━━ READING TEXT

Moreover, these are not tired old brownfields stories. Neither tenement has previously been mined for gold.
Miners untroubled
IT seems our chaps are a bit more hardy than much of the global mining fraternity. After recent riots and deaths in the Guinean capital of Conakry, many of the global mining majors are withdrawing expatriate staff from the troubled West African nation.
Two juniors operating in Guinea are not only staying put, but each is planning to start drilling this week -- Lindian Resources (LIN) at its Dinguiraye platinum-nickel target and Burey Gold (BYR) at the Masounia gold project. Both deposits are more than 300km from Conakry and apparently not too troubled by the unrest.
We're assured that Lindian MD Greg Smith is not easily unnerved. He is in Guinea now, apparently driving around and getting through roadblocks with ease.

━━━━
━━ DATA SHOWN

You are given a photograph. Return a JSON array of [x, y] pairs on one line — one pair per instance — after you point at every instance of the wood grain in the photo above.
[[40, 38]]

━━━━

* _WRITTEN TASK 1_
Reproduce part of the mining news item word for word, beginning at the words "Two juniors operating" and stopping after "by the unrest.".
* _WRITTEN TASK 2_
Give a two-sentence summary of the mining news item.

* _WORKED ANSWER 1_
Two juniors operating in Guinea are not only staying put, but each is planning to start drilling this week -- Lindian Resources (LIN) at its Dinguiraye platinum-nickel target and Burey Gold (BYR) at the Masounia gold project. Both deposits are more than 300km from Conakry and apparently not too troubled by the unrest.

* _WORKED ANSWER 2_
After recent riots and deaths in Conakry, many global mining majors are withdrawing expatriate staff from Guinea. Two juniors, Lindian Resources and Burey Gold, are staying and each plans to start drilling this week at deposits more than 300km from the capital.